=== Quelle ===

VwSen-240522/2/WEI/An Linz, am 4. Jänner 2006

DVR.0690392

 

 

 

E R K E N N T N I S

 

Der Unabhängige Verwaltungssenat des Landes Oberösterreich hat durch sein Mitglied Dr. Wolfgang Weiß über die Strafberufung des A W, G, H, gegen das Straferkenntnis des Bezirkshauptmanns von Urfahr-Umgebung vom 22. November 2004, Zl. SanRB96-74-6-2004-Ni, wegen einer Verwaltungsübertretung nach dem § 74 Abs 4 Z 1 Lebensmittelgesetz 1975 - LMG 1975 (BGBl Nr. 86/1975 zuletzt geändert mit BGBl I Nr. 69/2003) iVm § 3 Lebensmittelhygieneverordnung (BGBl II Nr. 31/1998) zu Recht erkannt:

 

 

Die Berufung wird als unbegründet abgewiesen und der angefochtene Strafausspruch bestätigt.

 

Der Berufungswerber hat im Berufungsverfahren einen weiteren Beitrag zu den Kosten des Strafverfahrens in Höhe von 140 Euro zu leisten.

 

Rechtsgrundlagen:

§ 66 Abs 4 AVG 1991 iVm § 24 VStG 1991; §§ 64 ff VStG.

 

 

Entscheidungsgründe:

 

1.1. Mit dem angefochtenen Straferkenntnis hat die belangte Behörde über den Berufungswerber (Bw) wie folgt abgesprochen:

 

"Sie haben es als Gewerbeinhaber zu verantworten, dass anlässlich einer lebensmittelpolizeilichen Kontrolle am 13.5.2004 um 11.22 Uhr sowie am 26.7.2004 um 10.21 Uhr in Ihrer weiteren Betriebsstätte in H, W, sowie der Gutachten der Ö A f G u E GmbH, L L, Folgendes festgestellt wurde:

 

Im Betrieb befanden sich verdorbene Lebensmittel, die einen unreinen und stinkenden Geruch hatten.

 

Bei der Probennahme am 13.5.2004 wurde 1 Stück Selchfleisch (296 g) und 1 Stück gebratenes Fleisch (216 g), am 26.7.2004 4 Stück Käsegriller als verdorben beurteilt

 

Sie haben daher als Inhaber eines Lebensmittelunternehmens kritische Punkte im Prozessablauf eines Betriebes nicht festgestellt und angemessene Sicherheitsmaßnahmen nicht festgelegt, durchgeführt und diese überprüft.

 

Sie haben dadurch folgende Rechtsvorschriften verletzt:

§ 74 Abs.4 Z.1 des Lebensmittelgesetzes 1975 (LMG 1975), BGBl.Nr. 86/1975 i.d.g.F., in Verbindung mit § 3 der Lebensmittelhygieneverordnung, BGBl.Nr. 31/1998 i.d.g.F., vor."

===

> _Zu bearbeitende Aufgabe_
Beantworte anhand der Quelle:
(a) Wie hoch ist der weitere Beitrag zu den Kosten des Strafverfahrens, den der Berufungswerber im Berufungsverfahren leisten muss?
(b) An welchen beiden Tagen fanden die lebensmittelpolizeilichen Kontrollen statt?
(c) Wie viele Stück Käsegriller wurden am 26.7.2004 als verdorben beurteilt?
Die Einträge haben mit der Quelle nichts zu tun.

=== Aufgelistete Einträge ===

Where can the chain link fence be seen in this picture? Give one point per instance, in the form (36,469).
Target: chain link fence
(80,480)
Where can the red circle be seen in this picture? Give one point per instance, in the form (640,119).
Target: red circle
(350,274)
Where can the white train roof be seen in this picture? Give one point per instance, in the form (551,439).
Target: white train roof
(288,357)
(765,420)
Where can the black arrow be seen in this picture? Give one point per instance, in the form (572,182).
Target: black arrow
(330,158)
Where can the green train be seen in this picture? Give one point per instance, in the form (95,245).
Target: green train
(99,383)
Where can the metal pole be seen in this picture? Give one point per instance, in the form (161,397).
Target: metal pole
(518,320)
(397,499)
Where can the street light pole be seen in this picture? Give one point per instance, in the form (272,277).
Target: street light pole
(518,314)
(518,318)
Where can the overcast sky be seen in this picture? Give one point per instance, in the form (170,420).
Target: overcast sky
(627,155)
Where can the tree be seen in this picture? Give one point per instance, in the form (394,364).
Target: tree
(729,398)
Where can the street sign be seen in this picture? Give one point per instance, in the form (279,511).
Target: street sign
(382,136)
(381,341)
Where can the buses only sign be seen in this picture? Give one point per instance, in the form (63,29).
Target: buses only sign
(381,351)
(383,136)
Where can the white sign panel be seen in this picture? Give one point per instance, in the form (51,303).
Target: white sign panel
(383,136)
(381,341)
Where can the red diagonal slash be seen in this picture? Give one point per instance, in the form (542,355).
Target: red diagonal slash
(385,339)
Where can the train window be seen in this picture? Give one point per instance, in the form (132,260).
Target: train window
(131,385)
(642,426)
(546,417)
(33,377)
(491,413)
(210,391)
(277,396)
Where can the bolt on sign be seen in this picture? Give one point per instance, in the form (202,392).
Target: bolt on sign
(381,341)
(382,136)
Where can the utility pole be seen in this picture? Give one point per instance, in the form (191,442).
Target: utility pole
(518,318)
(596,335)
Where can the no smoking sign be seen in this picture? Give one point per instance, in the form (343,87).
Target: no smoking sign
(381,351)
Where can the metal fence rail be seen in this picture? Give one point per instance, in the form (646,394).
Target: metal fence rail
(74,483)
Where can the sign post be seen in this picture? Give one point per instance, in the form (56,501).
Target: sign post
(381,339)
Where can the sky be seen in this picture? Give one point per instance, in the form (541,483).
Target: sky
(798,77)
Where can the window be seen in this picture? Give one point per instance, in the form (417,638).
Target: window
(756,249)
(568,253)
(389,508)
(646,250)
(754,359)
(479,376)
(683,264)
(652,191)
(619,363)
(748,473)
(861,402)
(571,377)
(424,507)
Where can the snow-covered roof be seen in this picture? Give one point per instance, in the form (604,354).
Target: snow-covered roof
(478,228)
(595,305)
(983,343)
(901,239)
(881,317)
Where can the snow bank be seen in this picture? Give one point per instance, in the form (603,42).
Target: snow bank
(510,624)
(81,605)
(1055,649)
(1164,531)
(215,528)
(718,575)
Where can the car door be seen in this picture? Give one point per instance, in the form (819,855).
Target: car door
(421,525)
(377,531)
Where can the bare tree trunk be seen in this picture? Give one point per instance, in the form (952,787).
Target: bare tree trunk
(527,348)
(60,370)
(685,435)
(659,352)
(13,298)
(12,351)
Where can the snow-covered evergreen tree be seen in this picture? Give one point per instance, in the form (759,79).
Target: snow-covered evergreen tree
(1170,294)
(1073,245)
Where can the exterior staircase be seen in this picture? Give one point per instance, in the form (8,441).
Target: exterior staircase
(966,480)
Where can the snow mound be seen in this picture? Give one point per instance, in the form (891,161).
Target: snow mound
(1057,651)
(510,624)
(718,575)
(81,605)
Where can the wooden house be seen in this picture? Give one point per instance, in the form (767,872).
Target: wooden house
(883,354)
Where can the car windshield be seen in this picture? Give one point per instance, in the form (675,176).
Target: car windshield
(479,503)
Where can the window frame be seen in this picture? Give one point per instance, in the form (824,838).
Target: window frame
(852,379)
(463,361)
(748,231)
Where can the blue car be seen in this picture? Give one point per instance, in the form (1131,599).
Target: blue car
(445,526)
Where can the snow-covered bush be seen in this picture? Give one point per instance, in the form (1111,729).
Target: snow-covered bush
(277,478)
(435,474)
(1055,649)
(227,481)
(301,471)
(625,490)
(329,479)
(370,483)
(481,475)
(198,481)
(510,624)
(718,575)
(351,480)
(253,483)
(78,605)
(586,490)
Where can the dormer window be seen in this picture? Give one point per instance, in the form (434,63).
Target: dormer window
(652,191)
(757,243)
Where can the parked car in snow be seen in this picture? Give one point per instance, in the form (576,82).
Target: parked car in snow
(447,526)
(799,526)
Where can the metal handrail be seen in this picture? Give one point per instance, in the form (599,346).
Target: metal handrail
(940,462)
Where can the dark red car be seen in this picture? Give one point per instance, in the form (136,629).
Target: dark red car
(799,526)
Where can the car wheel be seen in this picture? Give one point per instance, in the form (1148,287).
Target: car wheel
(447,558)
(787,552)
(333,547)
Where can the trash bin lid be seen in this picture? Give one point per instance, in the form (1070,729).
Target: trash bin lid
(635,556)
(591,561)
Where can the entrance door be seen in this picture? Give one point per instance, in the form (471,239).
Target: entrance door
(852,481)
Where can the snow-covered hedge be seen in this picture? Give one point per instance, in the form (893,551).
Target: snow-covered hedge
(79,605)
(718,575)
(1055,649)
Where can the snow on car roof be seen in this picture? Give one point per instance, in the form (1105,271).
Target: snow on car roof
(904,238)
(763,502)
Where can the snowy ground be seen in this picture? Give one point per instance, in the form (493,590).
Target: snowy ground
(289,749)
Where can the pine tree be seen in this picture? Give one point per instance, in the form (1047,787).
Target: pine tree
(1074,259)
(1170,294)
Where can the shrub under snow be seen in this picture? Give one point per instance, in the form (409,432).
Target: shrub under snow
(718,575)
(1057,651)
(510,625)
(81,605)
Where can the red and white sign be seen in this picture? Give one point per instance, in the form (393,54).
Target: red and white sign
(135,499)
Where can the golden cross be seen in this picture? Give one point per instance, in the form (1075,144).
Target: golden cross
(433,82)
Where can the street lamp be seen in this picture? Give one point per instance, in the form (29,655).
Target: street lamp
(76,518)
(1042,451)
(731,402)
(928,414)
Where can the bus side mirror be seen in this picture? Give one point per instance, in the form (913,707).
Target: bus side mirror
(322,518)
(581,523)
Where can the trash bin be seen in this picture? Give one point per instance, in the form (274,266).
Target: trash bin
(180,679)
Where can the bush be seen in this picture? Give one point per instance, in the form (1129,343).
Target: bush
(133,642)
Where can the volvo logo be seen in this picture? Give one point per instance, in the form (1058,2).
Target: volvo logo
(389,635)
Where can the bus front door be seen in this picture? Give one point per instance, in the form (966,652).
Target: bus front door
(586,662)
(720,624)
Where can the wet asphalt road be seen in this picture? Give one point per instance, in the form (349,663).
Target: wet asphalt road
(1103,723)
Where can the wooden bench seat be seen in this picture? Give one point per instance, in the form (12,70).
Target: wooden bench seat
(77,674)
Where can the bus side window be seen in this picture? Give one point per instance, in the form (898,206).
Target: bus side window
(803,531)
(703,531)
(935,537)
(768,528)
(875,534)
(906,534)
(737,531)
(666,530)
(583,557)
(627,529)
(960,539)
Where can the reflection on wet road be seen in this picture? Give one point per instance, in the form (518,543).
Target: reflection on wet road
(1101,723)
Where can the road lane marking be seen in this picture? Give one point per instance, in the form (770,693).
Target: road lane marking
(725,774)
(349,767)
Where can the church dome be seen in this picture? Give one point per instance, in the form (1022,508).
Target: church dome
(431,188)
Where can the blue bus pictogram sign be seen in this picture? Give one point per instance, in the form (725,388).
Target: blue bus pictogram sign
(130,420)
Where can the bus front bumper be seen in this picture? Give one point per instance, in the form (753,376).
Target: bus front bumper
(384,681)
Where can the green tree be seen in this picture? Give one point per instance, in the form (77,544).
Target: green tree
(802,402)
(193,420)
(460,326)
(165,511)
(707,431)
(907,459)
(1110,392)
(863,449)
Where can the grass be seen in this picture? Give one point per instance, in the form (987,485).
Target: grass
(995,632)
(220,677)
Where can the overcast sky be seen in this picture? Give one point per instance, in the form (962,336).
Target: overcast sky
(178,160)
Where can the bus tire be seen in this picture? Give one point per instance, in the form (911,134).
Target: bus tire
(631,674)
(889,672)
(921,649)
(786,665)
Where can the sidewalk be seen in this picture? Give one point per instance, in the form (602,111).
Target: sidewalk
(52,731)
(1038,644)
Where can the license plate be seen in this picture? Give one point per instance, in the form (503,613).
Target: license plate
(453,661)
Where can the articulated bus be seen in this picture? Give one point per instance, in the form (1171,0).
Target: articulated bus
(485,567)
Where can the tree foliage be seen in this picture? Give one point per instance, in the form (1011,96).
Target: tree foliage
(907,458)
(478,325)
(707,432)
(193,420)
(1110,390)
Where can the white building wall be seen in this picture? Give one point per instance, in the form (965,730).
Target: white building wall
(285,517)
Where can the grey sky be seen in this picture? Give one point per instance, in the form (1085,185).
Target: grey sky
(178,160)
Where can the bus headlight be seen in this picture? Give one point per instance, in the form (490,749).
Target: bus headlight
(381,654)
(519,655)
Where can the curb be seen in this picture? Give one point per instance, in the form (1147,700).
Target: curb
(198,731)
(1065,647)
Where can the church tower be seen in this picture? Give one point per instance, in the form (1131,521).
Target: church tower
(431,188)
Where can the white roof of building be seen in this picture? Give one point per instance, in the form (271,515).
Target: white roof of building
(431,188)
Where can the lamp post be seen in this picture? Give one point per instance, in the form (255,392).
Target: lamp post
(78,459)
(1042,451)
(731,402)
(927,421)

===

> _Die Antwort_
(a) 140 Euro
(b) Am 13.5.2004 und am 26.7.2004
(c) 4 Stück